Saved entries
····················

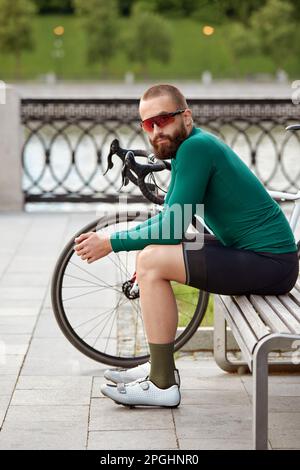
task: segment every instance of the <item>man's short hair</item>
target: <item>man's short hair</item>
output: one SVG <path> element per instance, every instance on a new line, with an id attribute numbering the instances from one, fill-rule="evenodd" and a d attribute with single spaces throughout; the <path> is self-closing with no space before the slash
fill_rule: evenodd
<path id="1" fill-rule="evenodd" d="M 188 107 L 186 99 L 181 91 L 179 91 L 175 86 L 168 84 L 153 85 L 145 91 L 141 100 L 146 101 L 163 95 L 169 95 L 178 109 L 186 109 Z"/>

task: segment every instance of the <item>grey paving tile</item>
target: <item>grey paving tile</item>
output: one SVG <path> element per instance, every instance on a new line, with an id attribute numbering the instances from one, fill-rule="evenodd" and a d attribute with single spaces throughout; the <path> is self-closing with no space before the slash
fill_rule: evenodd
<path id="1" fill-rule="evenodd" d="M 0 286 L 0 302 L 3 300 L 42 300 L 45 295 L 45 288 L 43 286 Z"/>
<path id="2" fill-rule="evenodd" d="M 39 309 L 42 299 L 4 299 L 1 301 L 1 309 Z"/>
<path id="3" fill-rule="evenodd" d="M 84 449 L 88 406 L 10 407 L 0 449 Z"/>
<path id="4" fill-rule="evenodd" d="M 23 375 L 102 375 L 105 366 L 84 356 L 67 339 L 33 338 Z"/>
<path id="5" fill-rule="evenodd" d="M 17 272 L 42 272 L 50 273 L 54 268 L 55 258 L 53 256 L 16 255 L 9 267 L 8 273 Z"/>
<path id="6" fill-rule="evenodd" d="M 89 405 L 92 377 L 20 377 L 11 405 Z"/>
<path id="7" fill-rule="evenodd" d="M 237 439 L 179 439 L 179 449 L 181 450 L 251 450 L 251 439 L 238 441 Z"/>
<path id="8" fill-rule="evenodd" d="M 0 306 L 0 321 L 1 317 L 36 317 L 40 312 L 40 305 L 38 306 L 29 306 L 29 307 L 23 307 L 22 305 L 15 306 L 8 306 L 8 307 L 3 307 L 2 305 Z M 16 321 L 15 321 L 16 323 Z"/>
<path id="9" fill-rule="evenodd" d="M 0 395 L 0 429 L 2 427 L 5 414 L 8 409 L 9 402 L 10 402 L 10 395 Z M 1 435 L 1 431 L 0 431 L 0 435 Z"/>
<path id="10" fill-rule="evenodd" d="M 1 324 L 1 321 L 0 321 Z M 23 334 L 1 334 L 0 335 L 0 354 L 3 355 L 25 355 L 30 342 L 30 335 Z"/>
<path id="11" fill-rule="evenodd" d="M 36 316 L 0 316 L 0 331 L 3 335 L 22 334 L 28 335 L 32 333 L 36 323 Z"/>
<path id="12" fill-rule="evenodd" d="M 109 398 L 93 398 L 90 410 L 90 431 L 125 431 L 173 429 L 172 413 L 169 409 L 126 408 Z"/>
<path id="13" fill-rule="evenodd" d="M 44 308 L 37 321 L 35 338 L 63 338 L 63 333 L 58 326 L 52 309 Z"/>
<path id="14" fill-rule="evenodd" d="M 20 371 L 24 356 L 21 355 L 6 355 L 0 356 L 0 377 L 3 375 L 17 375 Z"/>
<path id="15" fill-rule="evenodd" d="M 184 405 L 212 405 L 225 408 L 235 405 L 249 406 L 250 400 L 244 392 L 232 390 L 188 390 L 181 391 L 181 403 Z"/>
<path id="16" fill-rule="evenodd" d="M 5 273 L 0 281 L 1 287 L 46 287 L 50 276 L 46 273 Z"/>
<path id="17" fill-rule="evenodd" d="M 250 406 L 181 405 L 173 415 L 179 439 L 251 439 Z"/>
<path id="18" fill-rule="evenodd" d="M 15 375 L 0 375 L 0 396 L 11 395 L 17 378 Z"/>
<path id="19" fill-rule="evenodd" d="M 93 377 L 85 376 L 29 376 L 20 375 L 16 385 L 17 390 L 59 390 L 81 388 L 90 390 Z"/>
<path id="20" fill-rule="evenodd" d="M 103 374 L 100 377 L 94 377 L 93 388 L 92 388 L 92 398 L 105 398 L 104 395 L 102 395 L 102 393 L 100 392 L 101 386 L 104 385 L 105 383 L 112 383 L 112 382 L 108 382 L 108 380 L 106 380 L 103 377 Z"/>
<path id="21" fill-rule="evenodd" d="M 173 430 L 145 429 L 120 431 L 89 432 L 89 450 L 135 450 L 135 449 L 177 449 L 176 436 Z"/>
<path id="22" fill-rule="evenodd" d="M 244 391 L 243 384 L 238 376 L 211 376 L 211 377 L 182 377 L 181 376 L 181 388 L 188 390 L 235 390 Z"/>
<path id="23" fill-rule="evenodd" d="M 300 410 L 269 413 L 269 438 L 273 448 L 300 449 Z"/>
<path id="24" fill-rule="evenodd" d="M 182 378 L 189 379 L 190 377 L 229 377 L 228 374 L 221 369 L 214 367 L 181 367 L 181 363 L 177 361 L 176 367 L 179 369 Z M 227 380 L 227 379 L 226 379 Z"/>
<path id="25" fill-rule="evenodd" d="M 252 396 L 252 383 L 247 382 L 245 383 L 245 388 L 247 393 Z M 269 382 L 269 397 L 271 396 L 286 396 L 286 397 L 297 397 L 300 396 L 300 381 L 298 383 L 290 382 L 290 383 L 272 383 Z"/>
<path id="26" fill-rule="evenodd" d="M 0 434 L 2 450 L 85 450 L 85 427 L 72 423 L 37 425 L 30 430 L 4 430 Z"/>
<path id="27" fill-rule="evenodd" d="M 294 413 L 300 412 L 300 396 L 291 397 L 269 397 L 269 412 L 274 413 Z"/>
<path id="28" fill-rule="evenodd" d="M 88 405 L 17 405 L 10 406 L 4 425 L 4 431 L 30 431 L 46 429 L 47 426 L 73 424 L 82 430 L 88 426 Z M 1 432 L 1 435 L 2 435 Z"/>
<path id="29" fill-rule="evenodd" d="M 242 375 L 242 382 L 252 385 L 252 375 Z M 269 384 L 299 384 L 300 383 L 300 373 L 290 373 L 290 374 L 271 374 L 269 375 Z"/>

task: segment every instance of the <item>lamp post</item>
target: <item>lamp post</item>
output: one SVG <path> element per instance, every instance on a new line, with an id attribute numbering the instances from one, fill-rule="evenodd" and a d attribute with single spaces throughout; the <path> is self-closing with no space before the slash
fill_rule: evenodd
<path id="1" fill-rule="evenodd" d="M 214 34 L 214 32 L 215 32 L 215 28 L 213 26 L 205 25 L 202 28 L 202 34 L 206 37 L 212 36 Z M 209 54 L 208 54 L 208 57 L 209 57 Z M 210 65 L 210 60 L 208 59 L 208 61 L 209 61 L 209 65 Z M 212 82 L 211 71 L 210 70 L 205 70 L 202 73 L 202 83 L 204 85 L 209 85 L 211 82 Z"/>
<path id="2" fill-rule="evenodd" d="M 65 28 L 63 26 L 55 26 L 53 28 L 53 34 L 54 34 L 54 41 L 53 41 L 53 58 L 54 58 L 54 63 L 55 63 L 55 74 L 57 78 L 61 77 L 61 64 L 62 64 L 62 59 L 65 56 L 65 51 L 64 51 L 64 41 L 63 41 L 63 36 L 65 33 Z"/>

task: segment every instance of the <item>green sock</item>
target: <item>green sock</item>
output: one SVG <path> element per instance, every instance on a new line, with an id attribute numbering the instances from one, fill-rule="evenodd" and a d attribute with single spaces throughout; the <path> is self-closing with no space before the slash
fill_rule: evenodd
<path id="1" fill-rule="evenodd" d="M 174 342 L 168 344 L 149 343 L 151 370 L 149 379 L 159 388 L 176 384 L 174 377 Z"/>

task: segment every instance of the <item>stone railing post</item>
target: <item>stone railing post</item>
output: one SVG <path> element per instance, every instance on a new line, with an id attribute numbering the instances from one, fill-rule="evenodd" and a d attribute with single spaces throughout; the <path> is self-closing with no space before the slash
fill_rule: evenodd
<path id="1" fill-rule="evenodd" d="M 0 211 L 24 208 L 20 102 L 17 91 L 0 81 Z"/>

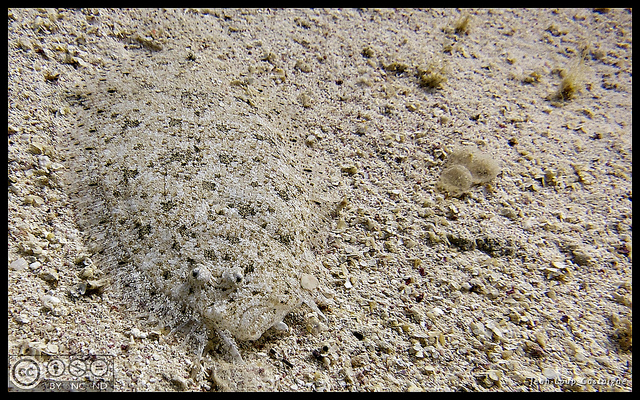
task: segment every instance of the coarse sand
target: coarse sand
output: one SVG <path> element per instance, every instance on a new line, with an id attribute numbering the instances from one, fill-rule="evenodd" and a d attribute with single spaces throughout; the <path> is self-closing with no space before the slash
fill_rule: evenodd
<path id="1" fill-rule="evenodd" d="M 9 9 L 9 390 L 631 391 L 631 51 L 631 9 Z M 79 223 L 67 177 L 94 147 L 69 137 L 107 73 L 172 128 L 207 104 L 218 134 L 268 121 L 287 168 L 339 194 L 310 197 L 331 210 L 302 282 L 319 309 L 238 341 L 243 362 L 115 279 L 120 228 L 101 247 Z M 127 145 L 151 124 L 118 107 L 96 112 Z"/>

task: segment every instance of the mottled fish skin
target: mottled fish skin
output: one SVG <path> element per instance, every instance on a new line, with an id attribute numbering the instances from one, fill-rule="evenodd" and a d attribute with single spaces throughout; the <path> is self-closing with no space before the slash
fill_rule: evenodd
<path id="1" fill-rule="evenodd" d="M 314 200 L 328 189 L 213 72 L 155 57 L 137 61 L 155 76 L 113 65 L 69 90 L 67 181 L 88 247 L 238 340 L 303 301 L 320 312 L 300 277 L 319 266 Z"/>

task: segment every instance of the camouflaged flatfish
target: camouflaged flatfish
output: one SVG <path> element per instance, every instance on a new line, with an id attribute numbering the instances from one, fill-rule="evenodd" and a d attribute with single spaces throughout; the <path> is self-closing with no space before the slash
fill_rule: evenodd
<path id="1" fill-rule="evenodd" d="M 302 302 L 322 316 L 301 279 L 319 265 L 323 180 L 214 72 L 164 57 L 114 64 L 68 91 L 67 181 L 89 248 L 225 340 L 286 327 Z"/>

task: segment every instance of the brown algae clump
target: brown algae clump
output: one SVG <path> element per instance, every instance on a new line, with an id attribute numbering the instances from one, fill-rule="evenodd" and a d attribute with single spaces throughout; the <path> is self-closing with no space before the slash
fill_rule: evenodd
<path id="1" fill-rule="evenodd" d="M 459 196 L 471 189 L 471 172 L 462 165 L 446 167 L 440 174 L 439 185 L 454 196 Z"/>
<path id="2" fill-rule="evenodd" d="M 569 101 L 574 99 L 578 93 L 584 89 L 585 80 L 585 59 L 589 52 L 589 46 L 585 46 L 580 51 L 580 57 L 573 63 L 568 71 L 561 70 L 562 80 L 558 90 L 549 96 L 549 100 L 554 102 Z"/>
<path id="3" fill-rule="evenodd" d="M 440 173 L 438 187 L 453 196 L 468 193 L 473 185 L 495 179 L 500 173 L 496 160 L 478 149 L 467 146 L 455 150 Z"/>
<path id="4" fill-rule="evenodd" d="M 426 89 L 440 89 L 447 82 L 445 62 L 441 59 L 431 61 L 426 67 L 418 68 L 420 86 Z"/>

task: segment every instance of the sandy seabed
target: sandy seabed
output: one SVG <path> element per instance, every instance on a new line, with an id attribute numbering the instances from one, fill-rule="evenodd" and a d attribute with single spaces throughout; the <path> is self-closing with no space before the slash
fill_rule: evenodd
<path id="1" fill-rule="evenodd" d="M 9 9 L 9 367 L 104 357 L 115 378 L 68 379 L 119 391 L 632 390 L 631 14 Z M 69 89 L 174 55 L 344 199 L 316 254 L 327 320 L 301 306 L 243 364 L 215 335 L 198 359 L 152 293 L 123 303 L 64 179 Z M 443 187 L 469 146 L 498 175 Z"/>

····················

__Problem description__
Nothing but the lines from the one with "task: segment every instance of the <item>lamp" to the one with "target: coarse sand" above, both included, should be transcribed, exactly and without pictures.

__The answer__
task: segment every instance of the <item>lamp post</item>
target: <item>lamp post</item>
output: one SVG <path> element per instance, every instance on a new line, with an id attribute numbering the instances from one, fill-rule="evenodd" and a d attribute with single spaces throughout; the <path> is self-closing with no space before the slash
fill_rule: evenodd
<path id="1" fill-rule="evenodd" d="M 214 34 L 214 32 L 215 32 L 215 28 L 213 26 L 205 25 L 202 28 L 202 34 L 206 37 L 212 36 Z M 209 54 L 208 54 L 208 57 L 209 57 Z M 210 65 L 210 60 L 208 59 L 208 61 L 209 61 L 209 65 Z M 212 82 L 211 71 L 210 70 L 205 70 L 202 73 L 202 83 L 204 85 L 209 85 L 211 82 Z"/>
<path id="2" fill-rule="evenodd" d="M 65 28 L 63 26 L 55 26 L 53 28 L 53 34 L 54 34 L 54 41 L 53 41 L 53 58 L 54 58 L 54 63 L 55 63 L 55 74 L 57 78 L 61 77 L 61 64 L 62 64 L 62 59 L 65 56 L 65 51 L 64 51 L 64 41 L 63 41 L 63 36 L 65 33 Z"/>

task: segment every instance of the <item>green sock</item>
target: <item>green sock</item>
output: one SVG <path> element per instance, every instance on a new line, with an id attribute numbering the instances from one, fill-rule="evenodd" and a d attribute with single spaces throughout; the <path> is self-closing with no space before the slash
fill_rule: evenodd
<path id="1" fill-rule="evenodd" d="M 174 342 L 168 344 L 149 343 L 151 370 L 149 379 L 159 388 L 176 384 L 174 377 Z"/>

task: segment every instance of the <item>stone railing post</item>
target: <item>stone railing post</item>
output: one SVG <path> element per instance, every instance on a new line, with an id attribute numbering the instances from one, fill-rule="evenodd" and a d attribute with single spaces throughout; the <path> is self-closing with no space before the slash
fill_rule: evenodd
<path id="1" fill-rule="evenodd" d="M 0 211 L 24 208 L 20 102 L 17 91 L 0 81 Z"/>

task: segment every instance of the coarse sand
target: coarse sand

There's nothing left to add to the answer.